_DESCRIPTION OF THE TASK_:
Could you copy the data between the line holding "the boy's arm" and the line holding "x=85, y=504", inclusive, shifting every answer coordinate by adding 93 to it and leaving all other numbers unchanged?

• • •

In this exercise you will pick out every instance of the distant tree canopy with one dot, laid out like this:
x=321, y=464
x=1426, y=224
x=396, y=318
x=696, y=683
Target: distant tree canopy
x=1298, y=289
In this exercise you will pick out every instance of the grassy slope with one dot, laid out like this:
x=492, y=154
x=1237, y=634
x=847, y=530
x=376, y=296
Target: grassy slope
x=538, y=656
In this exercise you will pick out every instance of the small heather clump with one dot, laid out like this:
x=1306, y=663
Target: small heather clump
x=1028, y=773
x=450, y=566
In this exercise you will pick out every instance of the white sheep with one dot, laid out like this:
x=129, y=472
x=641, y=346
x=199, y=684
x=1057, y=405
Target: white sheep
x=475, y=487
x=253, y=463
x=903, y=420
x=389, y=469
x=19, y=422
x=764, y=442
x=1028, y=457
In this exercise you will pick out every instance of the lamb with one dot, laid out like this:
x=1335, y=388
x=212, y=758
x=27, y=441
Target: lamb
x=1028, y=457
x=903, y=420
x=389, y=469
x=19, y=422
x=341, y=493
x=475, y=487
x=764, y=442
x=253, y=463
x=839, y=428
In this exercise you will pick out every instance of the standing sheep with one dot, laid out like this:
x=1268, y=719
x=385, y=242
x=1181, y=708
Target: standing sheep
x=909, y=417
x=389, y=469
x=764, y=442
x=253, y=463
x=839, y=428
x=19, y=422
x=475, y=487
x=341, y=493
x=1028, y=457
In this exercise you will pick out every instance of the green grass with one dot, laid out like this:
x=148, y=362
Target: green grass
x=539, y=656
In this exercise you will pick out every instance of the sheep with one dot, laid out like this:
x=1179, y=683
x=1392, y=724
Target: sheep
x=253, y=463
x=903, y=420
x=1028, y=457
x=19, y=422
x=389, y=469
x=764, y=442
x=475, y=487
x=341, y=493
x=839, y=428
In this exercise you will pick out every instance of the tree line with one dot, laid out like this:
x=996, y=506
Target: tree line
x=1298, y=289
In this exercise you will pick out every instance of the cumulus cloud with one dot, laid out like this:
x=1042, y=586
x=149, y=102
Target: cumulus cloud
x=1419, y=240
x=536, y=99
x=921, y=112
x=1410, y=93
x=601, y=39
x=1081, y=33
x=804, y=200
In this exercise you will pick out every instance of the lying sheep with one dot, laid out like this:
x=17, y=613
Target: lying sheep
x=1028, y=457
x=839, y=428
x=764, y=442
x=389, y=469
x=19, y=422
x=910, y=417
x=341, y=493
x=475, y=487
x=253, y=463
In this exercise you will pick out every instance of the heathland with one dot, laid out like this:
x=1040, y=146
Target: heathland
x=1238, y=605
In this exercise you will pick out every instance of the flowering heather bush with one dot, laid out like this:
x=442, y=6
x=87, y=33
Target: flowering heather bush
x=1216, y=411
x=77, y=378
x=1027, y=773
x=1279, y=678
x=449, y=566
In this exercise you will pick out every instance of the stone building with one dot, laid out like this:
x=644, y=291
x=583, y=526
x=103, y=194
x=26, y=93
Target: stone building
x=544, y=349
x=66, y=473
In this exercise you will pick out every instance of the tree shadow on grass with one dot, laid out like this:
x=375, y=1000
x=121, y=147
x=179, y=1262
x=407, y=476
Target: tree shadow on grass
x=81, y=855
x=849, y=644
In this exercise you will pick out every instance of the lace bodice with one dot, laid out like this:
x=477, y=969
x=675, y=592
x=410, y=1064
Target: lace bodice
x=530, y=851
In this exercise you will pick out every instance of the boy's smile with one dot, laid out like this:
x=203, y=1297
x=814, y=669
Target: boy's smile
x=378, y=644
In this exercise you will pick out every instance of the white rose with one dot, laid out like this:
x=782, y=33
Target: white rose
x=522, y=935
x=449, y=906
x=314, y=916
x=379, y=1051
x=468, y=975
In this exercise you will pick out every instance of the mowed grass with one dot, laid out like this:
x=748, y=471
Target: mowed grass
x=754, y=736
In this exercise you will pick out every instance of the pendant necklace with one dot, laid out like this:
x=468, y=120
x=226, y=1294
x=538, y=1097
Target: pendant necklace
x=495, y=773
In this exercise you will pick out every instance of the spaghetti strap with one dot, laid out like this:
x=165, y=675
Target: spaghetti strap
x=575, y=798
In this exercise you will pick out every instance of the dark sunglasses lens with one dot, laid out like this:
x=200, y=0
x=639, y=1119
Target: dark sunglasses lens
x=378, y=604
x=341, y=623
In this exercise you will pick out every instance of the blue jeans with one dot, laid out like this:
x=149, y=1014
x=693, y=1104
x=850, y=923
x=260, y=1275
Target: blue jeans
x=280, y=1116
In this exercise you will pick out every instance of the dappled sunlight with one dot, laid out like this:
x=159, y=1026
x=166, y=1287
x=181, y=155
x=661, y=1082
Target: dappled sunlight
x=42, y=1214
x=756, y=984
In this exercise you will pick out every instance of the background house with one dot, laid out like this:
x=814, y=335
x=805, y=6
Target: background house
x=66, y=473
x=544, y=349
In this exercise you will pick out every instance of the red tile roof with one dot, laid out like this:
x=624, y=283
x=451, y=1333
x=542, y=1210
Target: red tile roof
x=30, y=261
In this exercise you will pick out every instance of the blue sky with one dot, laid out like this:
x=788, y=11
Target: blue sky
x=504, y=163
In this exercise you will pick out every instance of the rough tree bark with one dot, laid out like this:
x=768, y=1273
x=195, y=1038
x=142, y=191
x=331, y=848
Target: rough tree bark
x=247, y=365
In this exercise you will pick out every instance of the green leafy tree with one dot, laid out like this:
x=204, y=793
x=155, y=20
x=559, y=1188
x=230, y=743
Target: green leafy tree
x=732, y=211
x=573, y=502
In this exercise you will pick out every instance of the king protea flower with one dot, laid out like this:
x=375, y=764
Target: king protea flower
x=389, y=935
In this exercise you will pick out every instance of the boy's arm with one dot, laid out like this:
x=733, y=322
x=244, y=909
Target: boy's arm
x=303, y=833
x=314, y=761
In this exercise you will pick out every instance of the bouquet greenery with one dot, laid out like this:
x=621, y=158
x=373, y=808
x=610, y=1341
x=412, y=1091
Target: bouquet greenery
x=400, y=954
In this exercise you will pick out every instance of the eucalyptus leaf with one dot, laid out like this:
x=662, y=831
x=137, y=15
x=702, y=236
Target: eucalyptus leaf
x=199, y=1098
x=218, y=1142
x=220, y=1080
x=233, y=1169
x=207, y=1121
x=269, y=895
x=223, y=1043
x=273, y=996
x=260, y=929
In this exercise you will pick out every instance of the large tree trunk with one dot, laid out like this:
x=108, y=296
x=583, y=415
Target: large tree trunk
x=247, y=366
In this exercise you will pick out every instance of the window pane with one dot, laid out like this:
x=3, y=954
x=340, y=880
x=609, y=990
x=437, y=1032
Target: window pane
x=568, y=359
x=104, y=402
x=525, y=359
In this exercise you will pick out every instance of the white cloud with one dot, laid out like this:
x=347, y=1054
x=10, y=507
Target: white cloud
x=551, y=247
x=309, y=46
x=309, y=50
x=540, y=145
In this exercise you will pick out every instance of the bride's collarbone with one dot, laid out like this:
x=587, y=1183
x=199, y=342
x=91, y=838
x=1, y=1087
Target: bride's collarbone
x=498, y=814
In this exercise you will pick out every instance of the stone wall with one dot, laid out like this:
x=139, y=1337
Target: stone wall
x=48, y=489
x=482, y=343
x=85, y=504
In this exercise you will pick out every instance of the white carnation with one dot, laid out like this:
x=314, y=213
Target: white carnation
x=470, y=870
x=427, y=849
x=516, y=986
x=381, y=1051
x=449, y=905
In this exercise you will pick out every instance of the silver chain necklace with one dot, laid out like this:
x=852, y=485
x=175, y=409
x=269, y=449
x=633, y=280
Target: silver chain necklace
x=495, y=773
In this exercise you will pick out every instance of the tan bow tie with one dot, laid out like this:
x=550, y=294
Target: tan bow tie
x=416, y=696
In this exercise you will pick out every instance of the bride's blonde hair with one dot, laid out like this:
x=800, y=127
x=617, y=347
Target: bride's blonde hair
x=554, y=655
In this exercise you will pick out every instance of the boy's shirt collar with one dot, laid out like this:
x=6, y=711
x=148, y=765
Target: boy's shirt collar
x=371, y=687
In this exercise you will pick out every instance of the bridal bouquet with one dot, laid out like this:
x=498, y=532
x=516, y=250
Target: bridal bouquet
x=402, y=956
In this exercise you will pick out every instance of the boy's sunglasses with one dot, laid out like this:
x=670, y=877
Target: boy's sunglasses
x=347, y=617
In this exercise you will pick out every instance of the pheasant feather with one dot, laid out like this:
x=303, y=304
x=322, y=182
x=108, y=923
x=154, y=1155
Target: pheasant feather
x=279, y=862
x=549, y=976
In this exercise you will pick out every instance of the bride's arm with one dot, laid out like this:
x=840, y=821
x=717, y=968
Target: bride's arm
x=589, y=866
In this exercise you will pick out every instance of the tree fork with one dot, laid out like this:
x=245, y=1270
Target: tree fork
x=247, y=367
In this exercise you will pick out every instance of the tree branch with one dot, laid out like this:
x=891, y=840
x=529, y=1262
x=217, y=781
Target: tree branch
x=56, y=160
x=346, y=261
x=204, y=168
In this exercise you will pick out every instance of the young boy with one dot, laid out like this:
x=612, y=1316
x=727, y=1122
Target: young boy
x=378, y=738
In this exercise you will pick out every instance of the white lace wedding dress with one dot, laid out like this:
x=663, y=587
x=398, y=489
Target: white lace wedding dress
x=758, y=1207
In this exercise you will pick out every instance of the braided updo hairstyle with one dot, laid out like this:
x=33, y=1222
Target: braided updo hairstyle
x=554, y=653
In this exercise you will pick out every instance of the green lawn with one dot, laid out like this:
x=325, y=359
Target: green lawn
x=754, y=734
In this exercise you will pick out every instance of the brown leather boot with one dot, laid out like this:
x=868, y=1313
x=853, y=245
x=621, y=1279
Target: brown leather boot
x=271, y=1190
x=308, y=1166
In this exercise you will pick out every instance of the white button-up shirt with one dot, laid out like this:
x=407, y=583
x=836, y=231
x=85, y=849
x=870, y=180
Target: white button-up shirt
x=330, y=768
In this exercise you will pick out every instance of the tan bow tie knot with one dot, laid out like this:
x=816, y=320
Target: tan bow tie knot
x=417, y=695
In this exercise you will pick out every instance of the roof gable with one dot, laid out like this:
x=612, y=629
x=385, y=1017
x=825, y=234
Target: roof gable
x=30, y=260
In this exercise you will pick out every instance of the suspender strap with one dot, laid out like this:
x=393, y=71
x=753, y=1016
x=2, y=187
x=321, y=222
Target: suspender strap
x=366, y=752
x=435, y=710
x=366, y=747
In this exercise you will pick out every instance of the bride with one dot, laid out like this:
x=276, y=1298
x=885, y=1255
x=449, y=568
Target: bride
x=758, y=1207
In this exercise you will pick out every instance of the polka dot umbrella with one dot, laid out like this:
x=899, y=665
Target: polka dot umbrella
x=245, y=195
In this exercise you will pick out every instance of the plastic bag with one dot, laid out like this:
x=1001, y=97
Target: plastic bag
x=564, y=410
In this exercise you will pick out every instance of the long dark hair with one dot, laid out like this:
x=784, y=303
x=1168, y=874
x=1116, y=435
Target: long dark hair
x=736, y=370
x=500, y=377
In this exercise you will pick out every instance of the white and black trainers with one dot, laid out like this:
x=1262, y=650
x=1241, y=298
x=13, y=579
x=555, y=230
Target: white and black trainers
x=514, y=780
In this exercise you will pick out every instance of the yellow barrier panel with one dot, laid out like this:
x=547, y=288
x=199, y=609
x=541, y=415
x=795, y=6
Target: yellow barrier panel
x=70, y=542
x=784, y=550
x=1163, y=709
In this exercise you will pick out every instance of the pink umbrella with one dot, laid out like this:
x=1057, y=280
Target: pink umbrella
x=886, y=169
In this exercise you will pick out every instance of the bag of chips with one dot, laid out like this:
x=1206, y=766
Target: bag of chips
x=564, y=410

• • •

_FULL RESPONSE_:
In this exercise you will pick out every instance of the boy's arm with one dot, laid out like this:
x=733, y=322
x=244, y=909
Target: boy's arm
x=396, y=926
x=407, y=854
In this exercise you will pick out every instance of the bouquet greenery with one dot, laid out like this:
x=621, y=158
x=373, y=808
x=610, y=1341
x=412, y=1091
Target: bouquet greenery
x=493, y=1047
In this exercise you will pick out every instance of the eucalyptus leaf with one dot, laid out like this:
x=662, y=831
x=137, y=15
x=702, y=236
Target: eucalyptus leaf
x=292, y=1191
x=311, y=1235
x=313, y=1173
x=326, y=1262
x=300, y=1214
x=362, y=988
x=316, y=1136
x=366, y=1089
x=353, y=1022
In this exercise you will pick out every instance of the large tree trunk with one dot, laid out like this:
x=108, y=296
x=583, y=415
Target: large tree trunk
x=340, y=459
In this exercise you will pick out every instance of the window pane with one dot, laid out like this:
x=3, y=954
x=340, y=880
x=609, y=990
x=437, y=1032
Target: window pane
x=661, y=452
x=197, y=495
x=618, y=452
In this exercise you will pick out every instance of the white cloud with one dot, laid out like this:
x=347, y=1054
x=10, y=507
Target: white cloud
x=644, y=340
x=402, y=139
x=402, y=143
x=633, y=238
In this exercise you will pick out every instance of the bride's collarbone with one dot, laid out like this:
x=587, y=1183
x=199, y=342
x=91, y=838
x=1, y=1087
Target: bride's collarbone
x=591, y=907
In this exercise you will pick out every instance of the stone wall with one dot, laid out like this:
x=139, y=1337
Target: stone wall
x=141, y=582
x=575, y=436
x=178, y=597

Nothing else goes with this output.